### PAGE EXTRACT

That the segregation of unmarried girls from general society in France has been concurrently attended by very imperfect educational training is undeniable. Were it not that the French are a naturally witty, shrewd, and self-possessed people, a French girl of the upper middle classes might appear to an English or American young lady to be a lamentably ignorant specimen of "femininity." She may have picked up a few scraps of English in her pensionnat, but she is never taught even the rudiments of Latin; she would think it unpatriotic to speak German; her knowledge of the history and literature of her own country is limited, and that of the history and literature of other countries usually nil. A little linear drawing constitutes the sum of her acquaintance with mathematics, and she may be deemed fortunate if she has managed to gather a slight smattering of physical science, and that not of a very accurate kind, from the writings of M. Jules Verne. If she has been educated in a convent, the good nuns have probably taught her that three-fourths of the things which she will enjoy with such eager zest when she is married and free are essentially wicked, and it is not at all improbable that if she has been brought up in a nunnery in the provinces, her clerical instructors have instilled into her such ideas on politics as to make her regard the existing Government of her country with horror and aversion.

An English school-girl happily knows much more about hardbake and almond rock than she does about Conservatism or Liberalism; and from the age of sixteen to twenty she is too much occupied with matters of dress and amusement and affairs of the heart to trouble herself about which political party is in office, or which is in opposition. If she has any politics at all they are "papa's"; unhappily, as French society is at present constituted, the politics of a French young lady are in most cases directly the reverse of those of her papa. They are mamma's, and mamma's politics are those of M. Le Cure. The only wonder is that, educationally hampered and restricted at every turn, incessantly watched by the Argus eyes of parents and priests, the young Frenchwoman, when she has passed through the probationary stages of a school-girl and a demoiselle a marier should bear herself with the confident aplomb and hold her own in the brilliantly self-assured manner customary with her after marriage. The formalities at the Mairie and the ceremonial of the nuptial benediction at the church seem instantaneously to have transformed her into another personage, and she takes her place, be it in society or behind the comptoir of her husband's shop or cafe, with a perfectly easy, self-reliant, and satisfied air. Yesterday she was all timidity and taciturnity. Today she would confront M. Le Prefet without hesitation, and is loquacious even to garrulity. She is free; and that may have something to do with the rapidity and the completeness of the metamorphosis.

Whether increased educational facilities by means of public school or collegiate training of a liberal and secular kind will exercise a favourable influence on the character of the always fascinating but often uneducated young Frenchwoman remains to be seen. The progress of the experiment at Castel-Sarrasin will be watched with much interest on both sides of the Channel, but the gibers and jokers must hold their hands for a time, and refrain from prematurely sarcastic disparagement of a new generation of les femmes savants.

### SOURCE INFORMATION

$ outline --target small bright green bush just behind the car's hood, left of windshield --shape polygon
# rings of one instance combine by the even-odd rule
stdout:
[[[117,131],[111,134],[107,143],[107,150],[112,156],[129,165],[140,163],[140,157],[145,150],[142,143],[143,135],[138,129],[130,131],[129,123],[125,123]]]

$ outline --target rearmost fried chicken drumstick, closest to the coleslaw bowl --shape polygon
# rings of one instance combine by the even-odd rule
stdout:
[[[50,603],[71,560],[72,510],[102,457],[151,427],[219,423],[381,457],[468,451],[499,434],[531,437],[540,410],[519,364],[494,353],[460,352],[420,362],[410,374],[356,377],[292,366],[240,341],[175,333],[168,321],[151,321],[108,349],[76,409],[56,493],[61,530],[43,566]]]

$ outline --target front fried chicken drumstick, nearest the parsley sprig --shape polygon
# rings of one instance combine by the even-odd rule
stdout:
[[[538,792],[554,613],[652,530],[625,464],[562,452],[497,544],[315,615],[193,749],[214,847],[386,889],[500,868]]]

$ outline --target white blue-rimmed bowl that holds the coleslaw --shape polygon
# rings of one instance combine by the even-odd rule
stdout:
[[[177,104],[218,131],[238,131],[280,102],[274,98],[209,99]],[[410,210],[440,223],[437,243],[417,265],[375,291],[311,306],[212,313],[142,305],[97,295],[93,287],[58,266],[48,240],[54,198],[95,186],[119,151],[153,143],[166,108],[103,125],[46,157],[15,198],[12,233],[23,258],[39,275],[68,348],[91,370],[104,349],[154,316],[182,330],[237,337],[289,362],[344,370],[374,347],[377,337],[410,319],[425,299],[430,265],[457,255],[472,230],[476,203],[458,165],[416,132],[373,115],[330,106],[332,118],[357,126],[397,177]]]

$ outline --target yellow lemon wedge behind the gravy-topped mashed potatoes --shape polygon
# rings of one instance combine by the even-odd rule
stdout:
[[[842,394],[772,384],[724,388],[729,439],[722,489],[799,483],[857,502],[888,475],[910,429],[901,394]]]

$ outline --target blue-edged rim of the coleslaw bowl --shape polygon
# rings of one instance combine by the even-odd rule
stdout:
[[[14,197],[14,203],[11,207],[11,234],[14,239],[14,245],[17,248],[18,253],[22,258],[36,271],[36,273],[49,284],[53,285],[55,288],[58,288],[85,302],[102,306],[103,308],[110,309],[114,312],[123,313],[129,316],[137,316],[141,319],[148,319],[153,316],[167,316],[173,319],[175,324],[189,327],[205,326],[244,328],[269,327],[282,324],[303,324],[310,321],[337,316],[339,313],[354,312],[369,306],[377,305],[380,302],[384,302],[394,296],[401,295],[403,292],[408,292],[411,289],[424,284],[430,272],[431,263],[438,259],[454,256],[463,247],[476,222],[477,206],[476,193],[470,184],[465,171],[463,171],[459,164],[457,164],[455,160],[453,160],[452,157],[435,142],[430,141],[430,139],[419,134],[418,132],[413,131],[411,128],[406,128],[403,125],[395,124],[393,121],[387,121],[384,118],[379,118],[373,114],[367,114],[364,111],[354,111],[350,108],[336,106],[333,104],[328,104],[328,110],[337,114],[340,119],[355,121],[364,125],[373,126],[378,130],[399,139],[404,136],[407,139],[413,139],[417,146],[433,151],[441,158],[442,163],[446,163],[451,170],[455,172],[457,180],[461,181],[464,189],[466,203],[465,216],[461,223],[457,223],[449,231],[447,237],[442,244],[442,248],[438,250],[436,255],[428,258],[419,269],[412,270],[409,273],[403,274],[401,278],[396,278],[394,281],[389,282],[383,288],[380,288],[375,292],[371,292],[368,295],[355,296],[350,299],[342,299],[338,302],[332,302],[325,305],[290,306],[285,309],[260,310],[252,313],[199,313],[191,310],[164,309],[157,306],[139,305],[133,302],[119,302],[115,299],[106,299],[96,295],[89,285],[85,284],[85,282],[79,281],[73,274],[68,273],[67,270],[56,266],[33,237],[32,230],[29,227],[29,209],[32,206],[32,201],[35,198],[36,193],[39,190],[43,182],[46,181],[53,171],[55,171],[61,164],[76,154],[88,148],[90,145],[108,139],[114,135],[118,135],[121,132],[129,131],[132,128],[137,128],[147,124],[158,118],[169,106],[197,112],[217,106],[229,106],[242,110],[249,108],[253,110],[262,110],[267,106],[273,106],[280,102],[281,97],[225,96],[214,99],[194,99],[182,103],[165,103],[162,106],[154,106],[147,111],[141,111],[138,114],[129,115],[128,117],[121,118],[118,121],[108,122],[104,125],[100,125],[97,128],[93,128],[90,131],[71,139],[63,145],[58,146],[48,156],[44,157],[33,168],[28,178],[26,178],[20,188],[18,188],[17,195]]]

### TASKS AND EXERCISES
• A. List every person in the essay on French girls' education who is referred to with the abbreviation "M."
• B. In the essay on French girls' education, where is the experiment whose progress will be watched with much interest?

### EXPECTED OUTPUTS
• A. M. Jules Verne, M. Le Cure, M. Le Prefet

• B. At Castel-Sarrasin.